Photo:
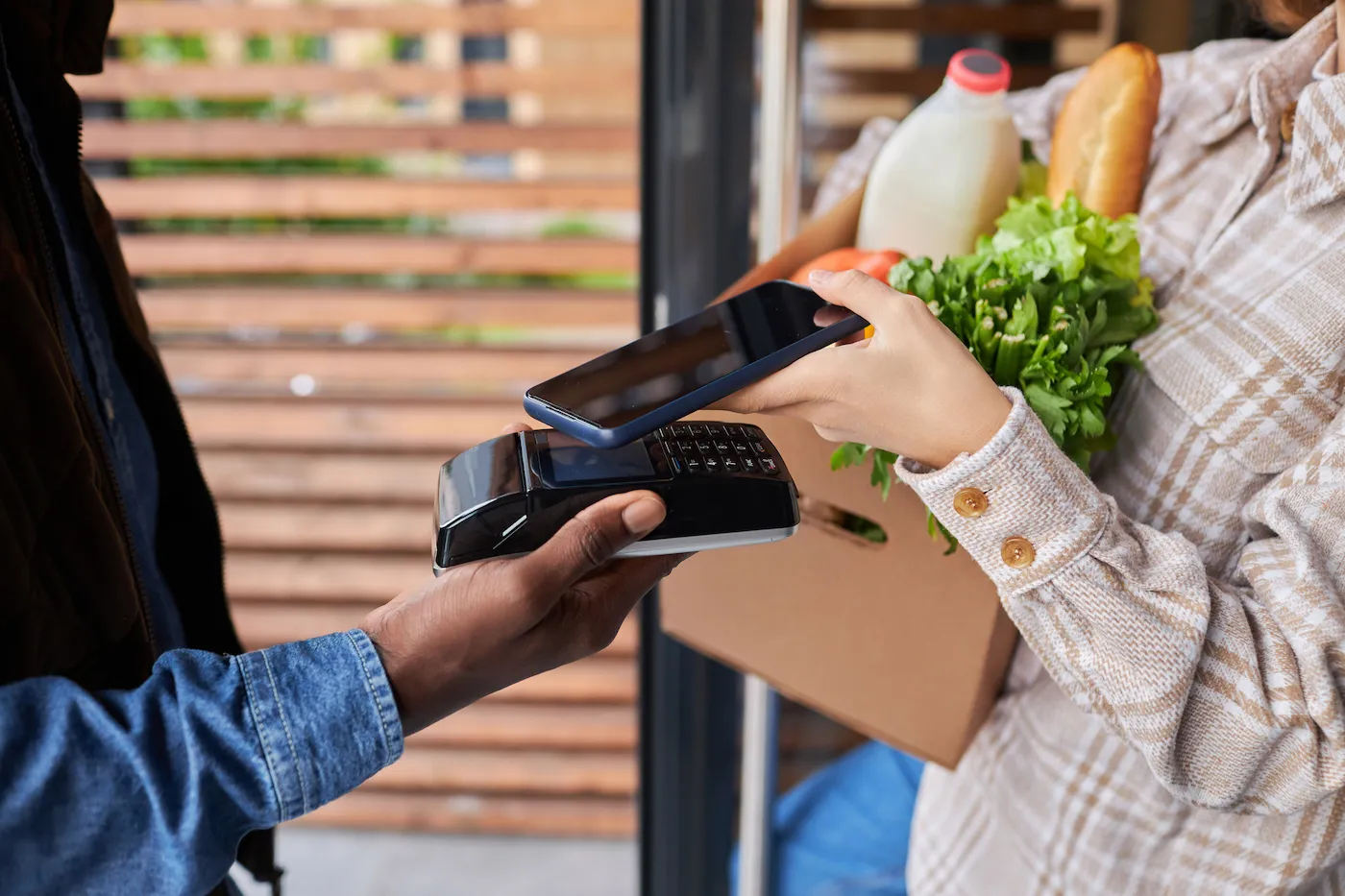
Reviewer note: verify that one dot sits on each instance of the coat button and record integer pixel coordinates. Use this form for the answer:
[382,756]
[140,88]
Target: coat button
[1017,552]
[970,502]
[1286,123]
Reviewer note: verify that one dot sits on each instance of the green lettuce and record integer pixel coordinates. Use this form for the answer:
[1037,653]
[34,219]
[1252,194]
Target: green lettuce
[1049,303]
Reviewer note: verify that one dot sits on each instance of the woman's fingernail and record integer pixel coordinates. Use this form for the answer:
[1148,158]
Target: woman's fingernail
[643,516]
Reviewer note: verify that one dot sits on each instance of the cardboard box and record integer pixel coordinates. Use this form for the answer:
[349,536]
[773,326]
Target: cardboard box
[896,641]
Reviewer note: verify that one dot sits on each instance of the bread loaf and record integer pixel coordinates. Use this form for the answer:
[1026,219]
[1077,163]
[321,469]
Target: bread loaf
[1099,148]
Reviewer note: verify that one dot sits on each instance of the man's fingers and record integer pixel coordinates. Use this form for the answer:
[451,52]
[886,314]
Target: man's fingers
[608,596]
[857,291]
[592,539]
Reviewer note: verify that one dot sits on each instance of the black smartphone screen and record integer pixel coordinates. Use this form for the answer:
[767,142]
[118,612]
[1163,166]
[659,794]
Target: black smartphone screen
[672,362]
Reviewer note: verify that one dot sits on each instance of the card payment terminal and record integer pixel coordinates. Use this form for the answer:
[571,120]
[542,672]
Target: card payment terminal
[723,486]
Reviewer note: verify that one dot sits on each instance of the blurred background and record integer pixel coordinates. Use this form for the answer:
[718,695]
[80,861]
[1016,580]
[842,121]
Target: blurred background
[360,229]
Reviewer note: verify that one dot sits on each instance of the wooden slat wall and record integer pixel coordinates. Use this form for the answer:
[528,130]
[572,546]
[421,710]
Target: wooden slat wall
[355,260]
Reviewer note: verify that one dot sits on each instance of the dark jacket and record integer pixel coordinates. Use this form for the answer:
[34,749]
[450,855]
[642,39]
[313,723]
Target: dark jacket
[70,597]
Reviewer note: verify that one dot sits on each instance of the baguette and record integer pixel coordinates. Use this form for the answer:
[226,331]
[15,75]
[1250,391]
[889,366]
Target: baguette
[1099,148]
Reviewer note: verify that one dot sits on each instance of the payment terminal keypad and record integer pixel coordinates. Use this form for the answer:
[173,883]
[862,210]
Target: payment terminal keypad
[717,448]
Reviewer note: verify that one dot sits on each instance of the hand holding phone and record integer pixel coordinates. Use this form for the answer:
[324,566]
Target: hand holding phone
[662,376]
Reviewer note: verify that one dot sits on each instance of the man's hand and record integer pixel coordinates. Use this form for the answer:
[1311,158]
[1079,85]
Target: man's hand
[484,626]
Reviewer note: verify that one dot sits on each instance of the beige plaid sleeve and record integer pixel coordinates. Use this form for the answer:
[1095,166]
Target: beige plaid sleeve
[1231,688]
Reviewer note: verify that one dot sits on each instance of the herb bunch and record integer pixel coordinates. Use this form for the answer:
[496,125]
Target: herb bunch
[1051,304]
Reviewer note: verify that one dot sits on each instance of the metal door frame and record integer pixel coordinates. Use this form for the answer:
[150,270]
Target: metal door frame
[696,166]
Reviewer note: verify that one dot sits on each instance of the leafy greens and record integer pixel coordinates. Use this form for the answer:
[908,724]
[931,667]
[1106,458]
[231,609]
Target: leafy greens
[1049,304]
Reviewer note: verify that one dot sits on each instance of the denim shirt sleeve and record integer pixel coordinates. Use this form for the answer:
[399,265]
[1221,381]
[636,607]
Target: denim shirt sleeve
[150,790]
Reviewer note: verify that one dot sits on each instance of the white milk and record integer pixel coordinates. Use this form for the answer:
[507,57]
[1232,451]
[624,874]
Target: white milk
[947,173]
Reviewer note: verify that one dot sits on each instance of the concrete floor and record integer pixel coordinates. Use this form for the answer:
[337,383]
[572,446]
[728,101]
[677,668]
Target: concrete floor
[346,862]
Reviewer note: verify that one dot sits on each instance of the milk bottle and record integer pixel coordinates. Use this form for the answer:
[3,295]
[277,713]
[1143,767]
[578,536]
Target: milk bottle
[947,173]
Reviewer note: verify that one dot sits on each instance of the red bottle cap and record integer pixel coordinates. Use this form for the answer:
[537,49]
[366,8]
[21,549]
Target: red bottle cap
[979,71]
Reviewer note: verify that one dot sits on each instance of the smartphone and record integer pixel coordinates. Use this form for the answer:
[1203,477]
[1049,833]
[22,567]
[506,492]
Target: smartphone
[662,376]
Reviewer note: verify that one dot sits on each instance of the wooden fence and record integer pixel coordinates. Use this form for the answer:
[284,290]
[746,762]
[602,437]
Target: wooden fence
[360,231]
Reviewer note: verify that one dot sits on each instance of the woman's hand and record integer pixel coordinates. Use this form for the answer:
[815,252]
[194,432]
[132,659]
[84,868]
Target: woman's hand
[914,388]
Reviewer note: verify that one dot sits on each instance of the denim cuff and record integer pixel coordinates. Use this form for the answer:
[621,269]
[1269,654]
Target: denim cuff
[325,714]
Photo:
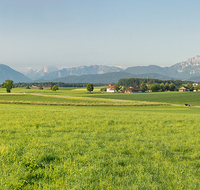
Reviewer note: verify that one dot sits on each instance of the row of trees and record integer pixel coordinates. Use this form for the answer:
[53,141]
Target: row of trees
[59,84]
[8,84]
[138,81]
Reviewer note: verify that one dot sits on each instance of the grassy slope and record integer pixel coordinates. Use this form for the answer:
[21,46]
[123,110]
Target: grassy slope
[45,147]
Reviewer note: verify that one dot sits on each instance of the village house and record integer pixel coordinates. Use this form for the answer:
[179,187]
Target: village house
[183,89]
[110,88]
[195,84]
[133,89]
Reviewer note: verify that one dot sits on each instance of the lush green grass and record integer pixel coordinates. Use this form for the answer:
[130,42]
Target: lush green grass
[43,99]
[181,98]
[52,147]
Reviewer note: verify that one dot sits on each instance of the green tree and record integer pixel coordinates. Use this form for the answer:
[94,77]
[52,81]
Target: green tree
[155,87]
[90,87]
[166,86]
[162,87]
[103,89]
[8,84]
[117,87]
[54,88]
[40,87]
[190,86]
[172,86]
[143,87]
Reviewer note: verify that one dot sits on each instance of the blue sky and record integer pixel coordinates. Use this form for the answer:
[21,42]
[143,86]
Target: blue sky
[71,33]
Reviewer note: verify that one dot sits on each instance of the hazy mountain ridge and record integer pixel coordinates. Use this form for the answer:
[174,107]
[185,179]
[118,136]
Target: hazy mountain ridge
[36,74]
[112,77]
[185,70]
[82,70]
[8,73]
[181,70]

#### [Task details]
Copy out all of the data word for word. Do not carry over any picture.

#### [Full output]
Photo:
Reviewer note: verify that one dot sits on each instance of the coat button and record integer pixel coordinates. Use this form for the answer:
[382,756]
[140,88]
Target: coat button
[1017,552]
[970,502]
[1286,123]
Reviewer note: verify that one dot sits on each instance of the green lettuce and record integer pixel coordinates. Use this form for the answer:
[1037,653]
[34,219]
[1252,194]
Target: green lettuce
[1049,303]
Reviewer note: verify that one dot sits on each instance of the woman's fingernail and record integer pixel coordinates. Use this form for the answer:
[1148,158]
Target: woman's fingernail
[643,516]
Reviewer note: verify that one dot sits on each instance of the cardboard box and record integer pixel coordinates. Use this form for the answer:
[349,536]
[773,326]
Target: cardboard box
[896,641]
Reviewer note: verify that one dot sits on each instance of the bread loaf and record integer pixel coordinates. Use this form for the answer:
[1026,219]
[1077,163]
[321,469]
Target: bread loaf
[1099,148]
Reviewer note: verify that one dot sits on each instance of the man's fingers and record integer pixel coordinates. Use this form for the answer:
[451,52]
[886,314]
Target: man's fingers
[608,596]
[857,291]
[592,539]
Reviewer note: verify that one dot sits on each instance of the black smartphone screen and record integer pixel coordinates. Use this form for the answer:
[767,142]
[118,612]
[1163,166]
[659,794]
Target: black smartphone screen
[672,362]
Reviewer note: verify that one dot sits on each instance of the card payment terminal and record integer pixel coordinates. Use this form for the answer:
[571,120]
[542,672]
Target: card payment terminal
[723,486]
Reviewer note: verify that one dot sits on each instance of the blurred background and record integer pixel coordinates. Use this form for the answer:
[718,695]
[80,861]
[1016,580]
[842,121]
Target: blurred background
[360,229]
Reviewer note: verify that one dot sits on each instance of the wooden slat wall and record integer pixel coordinates. Use this form for the answer:
[528,130]
[572,546]
[421,710]
Target: wooden slat wall
[355,260]
Reviewer note: verify that one dot sits on each instance of the dark jacket and record integer pixel coordinates. Use this form for the answer:
[34,749]
[450,855]
[642,39]
[313,723]
Target: dark jacket
[70,597]
Reviewer note: verify that one dot sits on each instance of the baguette and record integer pixel coordinates. Use this form for the answer:
[226,331]
[15,75]
[1250,391]
[889,366]
Target: baguette
[1099,148]
Reviewer note: verify that one dot sits on each instance of the payment terminal keypad and record integer pixel coordinates. Use this form for the answer:
[173,883]
[862,210]
Target: payment terminal keypad
[717,448]
Reviewer note: verify that one dot sits on each instance of the hand holding phone and record integer pixel coordinates. Use this form for the answer:
[324,566]
Target: hand holding phone
[662,376]
Reviewer note: verify that one dot sits on each instance of the man's hand and record integer pixel coordinates. Use this form for the answer:
[1311,158]
[1079,85]
Target: man's hand
[484,626]
Reviewer note: verify that one dot sits on each instance of the beige plaid sleeve and record integer pixel coordinates. Use this form for the answer:
[1095,166]
Target: beige plaid sleeve
[1231,688]
Reviewer note: verify that one dot sits on each instance of the herb bunch and record integer pixel coordinates. Use this form for the answer:
[496,125]
Target: herb bunch
[1051,304]
Reviewer note: verify that one dot sits on each instance of the metal door frame and record integer pixel coordinates. Use this form for the answer:
[150,270]
Target: metal door frame
[696,166]
Reviewer note: verify that one dot sits on each instance of the leafy greens and record integer pixel coordinates. Use this form for the answer:
[908,724]
[931,667]
[1106,458]
[231,609]
Target: leafy greens
[1049,304]
Reviewer note: verify that one dot sits on each instance of the denim shirt sleeve and record integer pixel coordinates. Use this form for the answer:
[399,265]
[1221,381]
[636,607]
Target: denim shirt sleeve
[150,790]
Reviewer note: verify that one dot sits on each instance of the white milk and record integer pixel coordinates. Use this form for the answer:
[507,57]
[1232,451]
[624,874]
Target: white milk
[947,173]
Reviewer note: verify that one dot sits on each instance of the concrete floor and record integer pixel coordinates. Use this form for the answer:
[337,383]
[572,446]
[728,101]
[677,668]
Target: concrete floor
[346,862]
Reviewer note: verify that one dot sits on each instance of the milk bottle and record integer pixel coordinates. Use this form for the answer:
[3,295]
[277,713]
[1143,767]
[578,536]
Target: milk bottle
[947,173]
Reviewer note: verify that one dot sits on each instance of the red bottle cap and record integer pixel coordinates. Use this form for the answer:
[537,49]
[366,8]
[21,549]
Target: red bottle cap
[979,71]
Reviewer note: verify that one dot sits on each instance of the smartphone and record integer pixel coordinates. Use this form for the answer:
[1203,477]
[1049,833]
[22,567]
[506,492]
Target: smartphone
[662,376]
Reviewer note: verify that one dot sits on each instance of the wooden fence and record integer pixel coordinates. Use this form for the answer:
[284,290]
[746,762]
[602,437]
Target: wooden fence
[360,231]
Reviewer note: verify that one dot sits on each instance of the woman's hand and record integer pixel coordinates. Use this form for the answer:
[815,252]
[194,432]
[132,659]
[84,868]
Target: woman's hand
[914,388]
Reviewer note: verify that one dot sits on each instance of the denim cuff and record integer pixel coordinates. Use this form for the answer:
[621,269]
[1269,654]
Target: denim cuff
[325,714]
Photo:
Reviewer note: verify that one dot sits on each instance of the row of trees and record integer pixel coordinates. Use this form for the answer:
[53,141]
Target: row of trees
[59,84]
[8,84]
[138,81]
Reviewer note: verify that one dot sits on each instance of the grassy slope and record integer pixel coordinates. Use this form for the answer:
[21,46]
[123,110]
Target: grassy slope
[45,147]
Reviewer note: verify that one dot sits on each instance of the village house and record integer pixel coordinates. Use this form for the answer:
[179,187]
Target: village house
[183,89]
[110,88]
[195,84]
[133,89]
Reviewer note: verify that one dot sits on each instance of the lush green grass and record integer pixel coordinates. Use this form for the answer:
[130,42]
Target: lush green grass
[43,99]
[181,98]
[52,147]
Reviewer note: verify that one dot sits on each instance of the green tree and record integer pixel coordinates. Use this form for the answer:
[94,77]
[52,81]
Target: green tree
[155,87]
[90,87]
[166,86]
[162,87]
[103,89]
[8,84]
[117,87]
[54,88]
[40,87]
[190,86]
[172,86]
[143,87]
Reviewer note: verify that one dot sits on each instance of the blue sky and record integer pixel coordinates. Use this form for the answer:
[21,42]
[143,86]
Target: blue sky
[71,33]
Reviewer note: verify that one dot sits on each instance of the hazy mountain ridge and record integer pixel coordinates. Use this form for the answer:
[174,107]
[185,179]
[118,136]
Target: hazy mountain ridge
[36,74]
[112,77]
[185,70]
[82,70]
[8,73]
[181,70]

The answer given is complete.